YOUR OBJECTIVE: Copy the data below, from the line with "of the reflection" up to and including the line with "pixel 1197 774", and reproduce only those lines without any change.

AVAILABLE RECORDS:
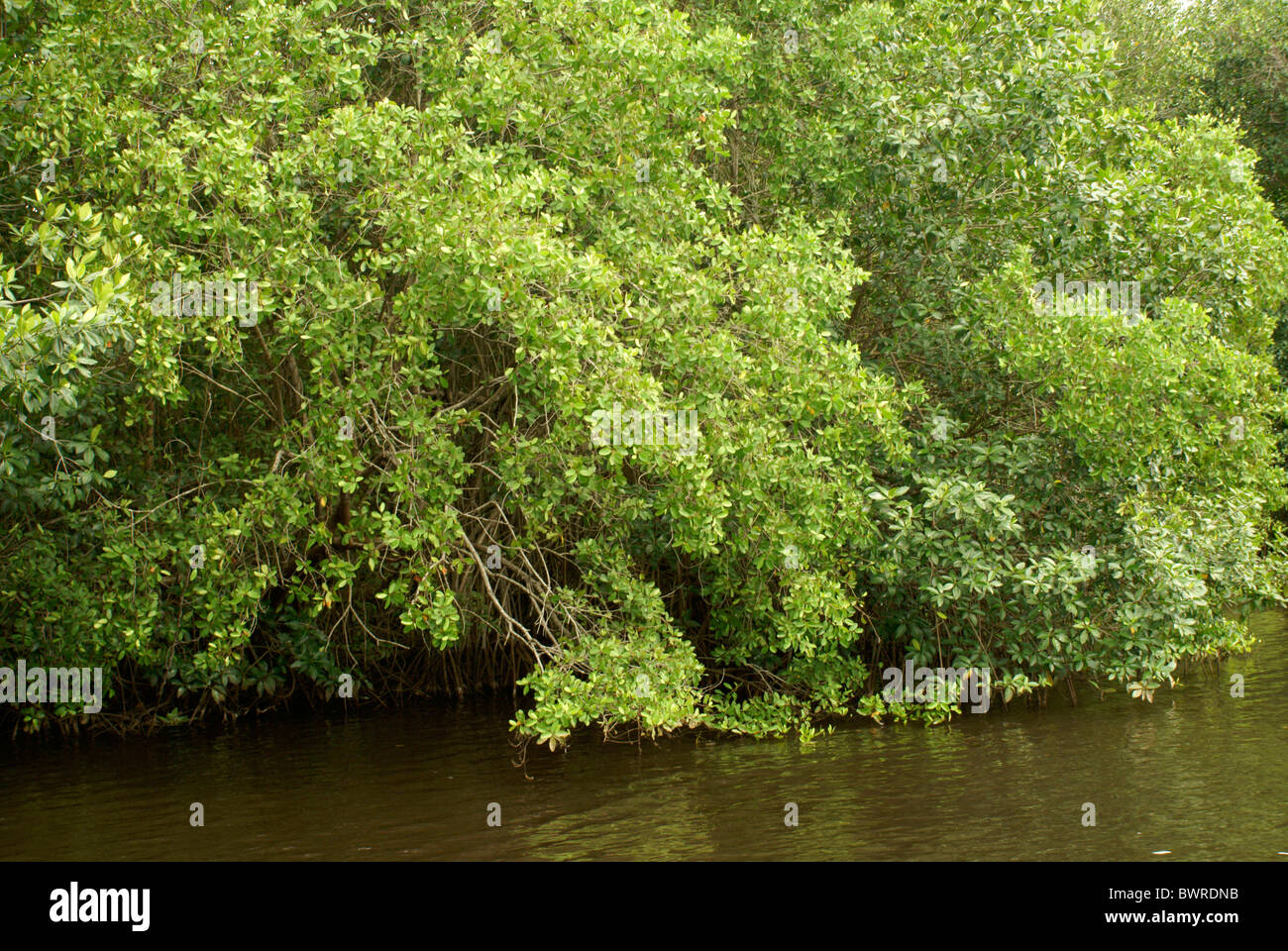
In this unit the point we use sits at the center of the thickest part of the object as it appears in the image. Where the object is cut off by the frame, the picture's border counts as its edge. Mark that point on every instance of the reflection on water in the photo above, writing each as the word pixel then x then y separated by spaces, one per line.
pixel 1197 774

--

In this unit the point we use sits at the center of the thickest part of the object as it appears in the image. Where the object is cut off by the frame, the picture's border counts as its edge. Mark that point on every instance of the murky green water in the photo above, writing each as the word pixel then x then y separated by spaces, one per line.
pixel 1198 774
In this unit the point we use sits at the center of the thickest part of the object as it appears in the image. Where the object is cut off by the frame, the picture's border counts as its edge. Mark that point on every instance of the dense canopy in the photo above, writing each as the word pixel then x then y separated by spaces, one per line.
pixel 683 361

==

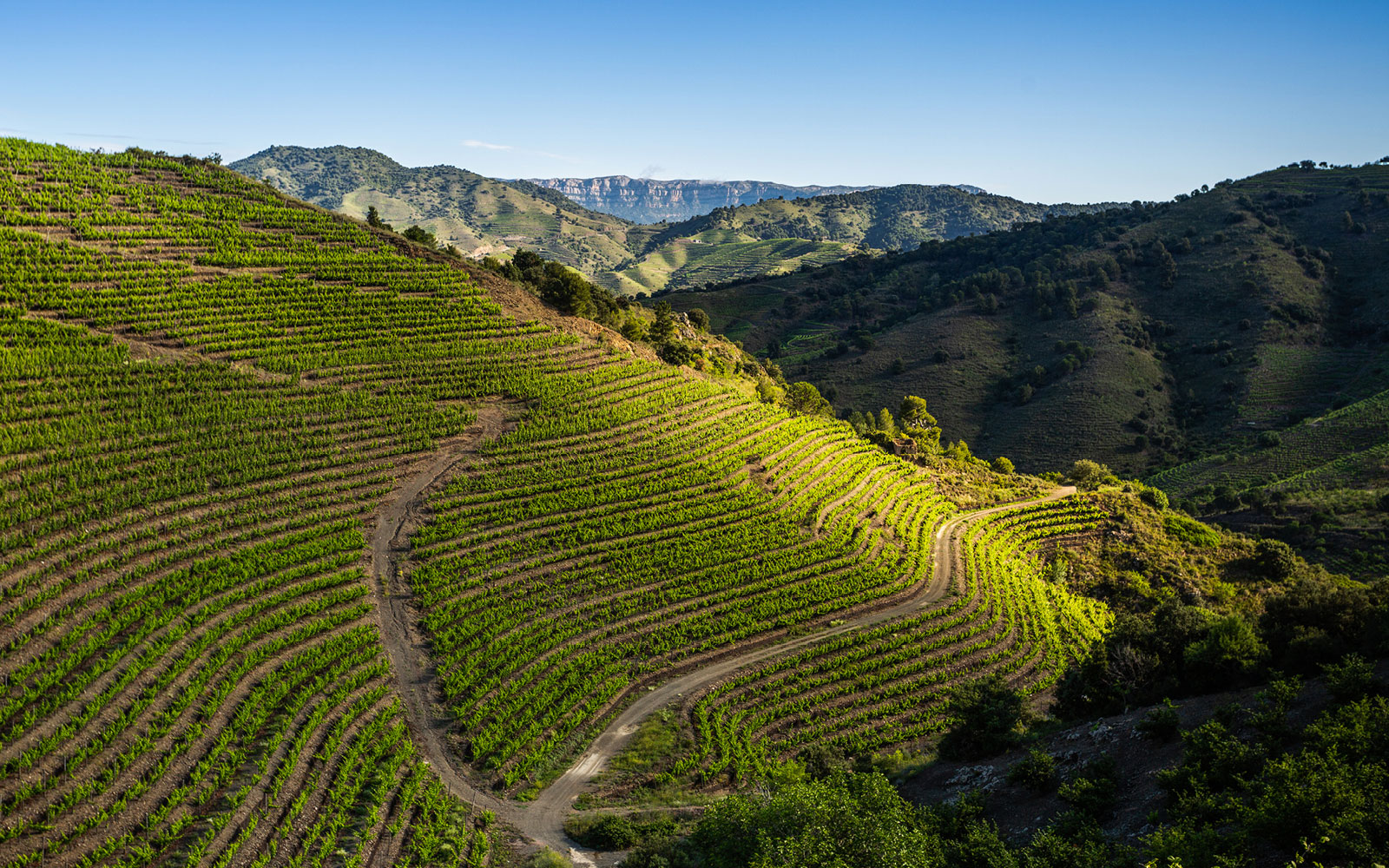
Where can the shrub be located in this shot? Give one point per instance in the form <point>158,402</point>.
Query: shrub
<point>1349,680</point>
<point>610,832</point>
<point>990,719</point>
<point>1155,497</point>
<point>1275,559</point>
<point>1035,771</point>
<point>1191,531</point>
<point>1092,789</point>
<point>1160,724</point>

RESULT BELOW:
In this unit the point we use sits at the center of the thickest part of the object as it appears in the image. Where the object is cut off by the frame, the picture's border counts as its edge. Mark that point on every instance of the reflection on water in the photo above, writing each as the word pixel then x then y separated by spaces, one per line.
pixel 1197 774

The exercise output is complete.